> **Tugas Anda**:
[A] Menurut berita tentang peringatan WHO mengenai pandemi, berapa jumlah kasus Covid-19 yang dikonfirmasi di AS?
[B] Ringkaslah dalam bentuk daftar paragraf yang diawali "Dia pun mengatakan jumlah kasus meningkat" dalam berita tentang peringatan WHO mengenai pandemi, dengan mempertahankan fakta-fakta pokoknya.
[C] Teruskan berita tentang peringatan WHO mengenai pandemi, mulai setelah kalimat terakhir yang ditampilkan.

> **Kutipan Halaman**:
Pandemi Memburuk, WHO: Banyak Negara Bergerak ke Arah yang Salah

0

Pelita.online – Direktur Badan Kesehatan Dunia (WHO) Tedros Adhanom Ghebreyesus mengatakan banyak negara kini bergerak menuju ke arah yang salah. Dia mengungkapkan, pandemi corona kini di seluruh dunia justru memburuk karena gagal memberlakukan prosedur kesehatan yang ketat.

“Terlalu banyak negara bergerak menuju arah yang salah. Virus tetap menjadi musuh nomor satu publik,” kata Ghebreyesus dilansir Reuters.

“Jika dasarnya saja tidak dipenuhi, maka pandemi pun akan berjalan terus dan semakin memburuk dan memburuk dan memburuk,” katanya.

Dia pun mengatakan jumlah kasus meningkat di tempat yang tidak mengikuti langkah-langkah yang sudah terbukti ampuh. Benua Amerika saat ini menjadi pusat pandemi. AS mencatat peningkatan jumlah kasus di tengah ketegangan antara para pakar kesehatan dan Presiden Donald Trump. Sebagai negara yang terkena dampak terburuk, AS memiliki lebih dari 3,3 juta kasus Covid-19 yang dikonfirmasi dan lebih dari 135.000 kasus kematian.

Dalam rapat pengarahan di Jenewa pada Senin (13/7/2020), Tedros mengatakan “pesan campur aduk dari para pemimpin” merongrong kepercayaan publik dalam mengendalikan pandemi. “Virus masih menjadi musuh masyarakat nomor satu, namun tindakan banyak pemerintah dan orang tidak mencerminkan hal ini,” tuturnya.

Tedros mengatakan, langkah-langkah seperti menjaga jarak, mencuci tangan, dan mengenakan masker dalam situasi yang tepat perlu ditanggapi dengan serius. Ia memperingatkan bahwa tidak akan ada lagi “kembali ke normal lama di masa mendatang”.

Sementara itu, Mike Ryan, direktur kedaruratan WHO, mengatakan pelonggaran beberapa langkah pembatasan di Amerika dan pembukaan sejumlah daerah telah menyebabkan “penularan yang intens”. WHO mengatakan jumlah kasus Covid-19 meningkat di tempat langkah-langkah yang sudah terbukti ampuh tidak diadopsi atau diikuti, misalnya Brasil, yang presidennya Jair Bolsonaro menentang langkah-langkah pembatasan untuk menekan penyebaran virus.

Amerika Latin sudah mengonfirmasi lebih dari 145.000 kasus kematian terkait virus korona, meskipun jumlah sebenarnya diyakini lebih tinggi karena jumlah pengujian tidak memadai. Setengah dari kematian itu terjadi di Brasil, yang presidennya, Jair Bolsonaro, menentang langkah-langkah tegas untuk menekan penyebaran virus.

> **Butir-butir dari kumpulan data**:
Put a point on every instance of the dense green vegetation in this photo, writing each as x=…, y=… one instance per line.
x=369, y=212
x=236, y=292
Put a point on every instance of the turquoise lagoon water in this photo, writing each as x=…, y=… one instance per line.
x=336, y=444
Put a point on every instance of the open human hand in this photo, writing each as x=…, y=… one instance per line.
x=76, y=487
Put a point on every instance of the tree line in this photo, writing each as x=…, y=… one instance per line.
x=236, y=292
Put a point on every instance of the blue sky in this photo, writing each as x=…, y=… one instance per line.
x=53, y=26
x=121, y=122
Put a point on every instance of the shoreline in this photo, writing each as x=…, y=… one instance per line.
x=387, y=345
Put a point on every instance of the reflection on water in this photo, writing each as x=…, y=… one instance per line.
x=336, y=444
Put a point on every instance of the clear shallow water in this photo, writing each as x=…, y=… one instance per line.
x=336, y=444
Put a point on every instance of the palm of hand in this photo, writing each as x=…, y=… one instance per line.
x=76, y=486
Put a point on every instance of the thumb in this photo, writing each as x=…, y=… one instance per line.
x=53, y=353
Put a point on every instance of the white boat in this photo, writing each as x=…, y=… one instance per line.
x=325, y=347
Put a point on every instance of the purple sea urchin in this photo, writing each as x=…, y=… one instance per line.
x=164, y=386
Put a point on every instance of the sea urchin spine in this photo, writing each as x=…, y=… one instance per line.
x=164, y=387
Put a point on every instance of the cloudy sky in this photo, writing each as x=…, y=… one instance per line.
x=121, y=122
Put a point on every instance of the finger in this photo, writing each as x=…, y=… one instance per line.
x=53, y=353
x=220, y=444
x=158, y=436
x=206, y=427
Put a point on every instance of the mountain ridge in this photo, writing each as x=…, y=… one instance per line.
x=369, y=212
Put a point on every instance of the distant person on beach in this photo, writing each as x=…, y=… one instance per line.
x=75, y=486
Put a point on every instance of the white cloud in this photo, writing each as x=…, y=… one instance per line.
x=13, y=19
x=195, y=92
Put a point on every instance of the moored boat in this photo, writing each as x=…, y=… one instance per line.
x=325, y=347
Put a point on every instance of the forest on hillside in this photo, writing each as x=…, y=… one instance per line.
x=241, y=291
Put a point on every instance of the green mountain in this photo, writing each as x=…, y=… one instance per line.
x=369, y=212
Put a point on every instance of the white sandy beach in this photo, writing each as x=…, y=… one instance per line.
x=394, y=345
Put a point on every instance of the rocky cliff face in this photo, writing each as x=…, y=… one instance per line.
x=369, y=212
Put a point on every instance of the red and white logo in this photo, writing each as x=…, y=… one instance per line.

> **Jawaban Tertulis Anda**:
[A] Lebih dari 3,3 juta kasus.

[B]
- Jumlah kasus meningkat di tempat yang tidak mengikuti langkah-langkah yang sudah terbukti ampuh.
- Benua Amerika saat ini menjadi pusat pandemi.
- AS mencatat peningkatan kasus di tengah ketegangan antara para pakar kesehatan dan Presiden Donald Trump.
- Sebagai negara yang terdampak paling buruk, AS memiliki lebih dari 3,3 juta kasus terkonfirmasi dan lebih dari 135.000 kematian.

[C]
Ryan mengatakan, penutupan wilayah secara luas akan mengakibatkan konsekuensi ekonomi yang besar, tapi karantina lokal di tempat-tempat tertentu mungkin diperlukan untuk memitigasi penyebaran virus. Dia mendesak pemerintah menerapkan strategi yang jelas dan “kuat”.

“Warga harus memahaminya dan harus mudah bagi mereka untuk mematuhinya,” kata Ryan. “Kita perlu belajar untuk hidup dengan virus ini,” katanya, memperingatkan bahwa harapan virus bisa diberantas atau bahwa vaksin yang efektif bisa siap dalam beberapa bulan ke depan ialah “tidak realistis”.

Dia mengatakan, belum diketahui apakah pemulihan dari virus korona akan menyebabkan kekebalan atau jika memang demikian, berapa lama kekebalan itu akan bertahan. Sebuah studi terpisah yang dirilis pada Senin lalu oleh para ilmuwan di King’s College, London, menunjukkan bahwa kekebalan terhadap virus corona mungkin berumur pendek. Para ilmuwan di kampus mempelajari 96 orang untuk memahami cara tubuh melawan virus corona secara alami dengan membuat antibodi dan berapa lama ia bertahan selama berminggu-minggu serta berbulan-bulan setelah pemulihan.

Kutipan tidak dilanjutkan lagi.